# Exercise prompt
Set out all of the records below as a numbered list, leaving out any blank lines.

# Data supplied
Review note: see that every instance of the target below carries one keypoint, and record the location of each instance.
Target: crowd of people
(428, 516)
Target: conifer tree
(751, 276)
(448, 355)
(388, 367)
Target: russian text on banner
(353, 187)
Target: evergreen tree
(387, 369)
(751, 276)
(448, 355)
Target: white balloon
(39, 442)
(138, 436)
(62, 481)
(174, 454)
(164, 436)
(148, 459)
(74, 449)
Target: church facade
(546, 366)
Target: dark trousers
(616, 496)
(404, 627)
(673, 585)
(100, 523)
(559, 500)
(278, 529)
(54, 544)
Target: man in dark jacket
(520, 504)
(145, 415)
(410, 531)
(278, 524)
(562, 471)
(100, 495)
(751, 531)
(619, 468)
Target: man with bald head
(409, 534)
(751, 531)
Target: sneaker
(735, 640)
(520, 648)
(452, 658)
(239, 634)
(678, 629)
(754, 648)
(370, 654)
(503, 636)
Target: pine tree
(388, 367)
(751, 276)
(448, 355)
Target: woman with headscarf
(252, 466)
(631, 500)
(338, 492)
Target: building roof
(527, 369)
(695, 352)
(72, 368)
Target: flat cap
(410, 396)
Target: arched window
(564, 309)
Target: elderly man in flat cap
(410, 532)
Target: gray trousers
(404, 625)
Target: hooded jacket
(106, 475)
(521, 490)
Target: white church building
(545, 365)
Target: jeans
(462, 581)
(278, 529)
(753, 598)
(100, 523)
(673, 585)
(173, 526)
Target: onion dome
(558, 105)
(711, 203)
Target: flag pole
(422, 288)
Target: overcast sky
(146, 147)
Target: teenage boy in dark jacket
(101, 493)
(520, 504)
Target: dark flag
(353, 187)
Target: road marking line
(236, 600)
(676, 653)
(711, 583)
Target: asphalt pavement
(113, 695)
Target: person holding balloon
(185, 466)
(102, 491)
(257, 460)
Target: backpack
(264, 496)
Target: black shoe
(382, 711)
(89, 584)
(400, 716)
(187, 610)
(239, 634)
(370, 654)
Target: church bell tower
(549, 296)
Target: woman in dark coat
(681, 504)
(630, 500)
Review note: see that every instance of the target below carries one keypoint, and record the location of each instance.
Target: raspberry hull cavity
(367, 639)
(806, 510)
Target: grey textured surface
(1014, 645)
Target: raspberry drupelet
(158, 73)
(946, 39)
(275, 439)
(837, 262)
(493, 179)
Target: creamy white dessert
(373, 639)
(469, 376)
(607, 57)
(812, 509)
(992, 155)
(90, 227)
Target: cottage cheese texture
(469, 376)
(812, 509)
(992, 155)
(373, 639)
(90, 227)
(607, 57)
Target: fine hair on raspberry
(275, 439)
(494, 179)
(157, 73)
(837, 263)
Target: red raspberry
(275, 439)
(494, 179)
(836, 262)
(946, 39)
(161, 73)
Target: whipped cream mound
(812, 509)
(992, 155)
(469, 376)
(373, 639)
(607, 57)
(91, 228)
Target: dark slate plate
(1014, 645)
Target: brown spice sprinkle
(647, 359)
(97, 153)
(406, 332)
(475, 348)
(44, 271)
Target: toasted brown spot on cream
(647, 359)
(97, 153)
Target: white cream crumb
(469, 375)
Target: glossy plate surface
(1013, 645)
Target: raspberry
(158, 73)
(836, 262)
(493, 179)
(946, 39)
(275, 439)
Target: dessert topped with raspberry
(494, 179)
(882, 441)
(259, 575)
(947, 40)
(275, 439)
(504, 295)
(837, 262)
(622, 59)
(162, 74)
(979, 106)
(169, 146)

# Response
1. Review note: see that every instance of the target below carries one keypoint, and record the location of each instance.
2. Target: crowd of people
3. (428, 516)
4. Target: conifer tree
5. (751, 276)
6. (448, 355)
7. (388, 367)
8. Target: russian text on banner
9. (353, 187)
10. Target: evergreen tree
11. (387, 369)
12. (751, 276)
13. (448, 355)
14. Target: white balloon
15. (39, 442)
16. (138, 436)
17. (62, 481)
18. (174, 454)
19. (164, 436)
20. (148, 459)
21. (74, 449)
22. Target: church facade
23. (546, 366)
24. Target: dark trousers
25. (616, 496)
26. (404, 627)
27. (673, 585)
28. (100, 523)
29. (559, 500)
30. (278, 529)
31. (54, 544)
32. Target: man in dark jacket
33. (520, 504)
34. (145, 415)
35. (410, 531)
36. (278, 524)
37. (562, 471)
38. (100, 495)
39. (751, 531)
40. (619, 468)
41. Target: man with bald head
42. (409, 534)
43. (751, 531)
44. Target: sneaker
45. (735, 640)
46. (520, 648)
47. (452, 658)
48. (239, 634)
49. (678, 629)
50. (754, 648)
51. (370, 654)
52. (503, 636)
53. Target: pine tree
54. (388, 367)
55. (751, 276)
56. (448, 355)
57. Target: woman with headscarf
58. (252, 466)
59. (631, 500)
60. (338, 492)
61. Target: building roof
62. (527, 369)
63. (695, 352)
64. (72, 368)
65. Target: flat cap
66. (410, 396)
67. Target: arched window
68. (564, 309)
69. Target: elderly man in flat cap
70. (410, 532)
71. Target: gray trousers
72. (404, 625)
73. Target: hooded jacket
74. (106, 475)
75. (521, 490)
76. Target: white church building
77. (545, 365)
78. Target: jeans
79. (462, 581)
80. (278, 529)
81. (753, 598)
82. (100, 523)
83. (673, 585)
84. (173, 526)
85. Target: onion dome
86. (558, 105)
87. (711, 203)
88. Target: flag pole
89. (422, 288)
90. Target: overcast sky
91. (146, 147)
92. Target: teenage boy in dark jacket
93. (101, 493)
94. (520, 504)
95. Target: dark flag
96. (353, 187)
97. Target: road marking line
98. (236, 600)
99. (676, 653)
100. (711, 583)
101. Target: asphalt pavement
102. (113, 695)
103. Target: person holding balloon
104. (185, 466)
105. (102, 491)
106. (257, 460)
107. Target: backpack
108. (264, 496)
109. Target: black shoe
110. (382, 711)
111. (89, 584)
112. (400, 716)
113. (187, 610)
114. (239, 634)
115. (370, 654)
116. Target: church bell tower
117. (549, 296)
118. Target: woman in dark coat
119. (681, 504)
120. (630, 500)
121. Review note: see that every instance of the target below carries one keypoint, and record the location of each instance.
122. Target: raspberry hull cavity
123. (367, 639)
124. (806, 510)
125. Target: grey textured surface
126. (1014, 645)
127. Target: raspberry drupelet
128. (158, 73)
129. (946, 39)
130. (275, 439)
131. (837, 262)
132. (493, 179)
133. Target: creamy white dessert
134. (373, 639)
135. (469, 376)
136. (607, 57)
137. (812, 509)
138. (992, 155)
139. (90, 227)
140. Target: cottage cheese texture
141. (469, 376)
142. (812, 509)
143. (992, 155)
144. (373, 639)
145. (90, 227)
146. (607, 57)
147. Target: fine hair on raspberry
148. (275, 439)
149. (494, 179)
150. (157, 73)
151. (837, 263)
152. Target: red raspberry
153. (275, 439)
154. (494, 179)
155. (836, 262)
156. (946, 39)
157. (161, 73)
158. Target: whipped cream mound
159. (812, 509)
160. (992, 155)
161. (469, 376)
162. (373, 639)
163. (607, 57)
164. (91, 228)
165. Target: dark slate plate
166. (1014, 645)
167. Target: brown spice sprinkle
168. (647, 359)
169. (97, 153)
170. (406, 332)
171. (475, 348)
172. (44, 271)
173. Target: toasted brown spot on cream
174. (647, 359)
175. (97, 153)
176. Target: white cream crumb
177. (469, 375)
178. Target: glossy plate surface
179. (1013, 645)
180. Target: raspberry
181. (158, 73)
182. (836, 262)
183. (493, 179)
184. (946, 39)
185. (275, 439)
186. Target: dessert topped with raspberry
187. (494, 179)
188. (882, 441)
189. (259, 575)
190. (947, 40)
191. (275, 439)
192. (504, 295)
193. (837, 262)
194. (622, 59)
195. (162, 74)
196. (979, 106)
197. (169, 146)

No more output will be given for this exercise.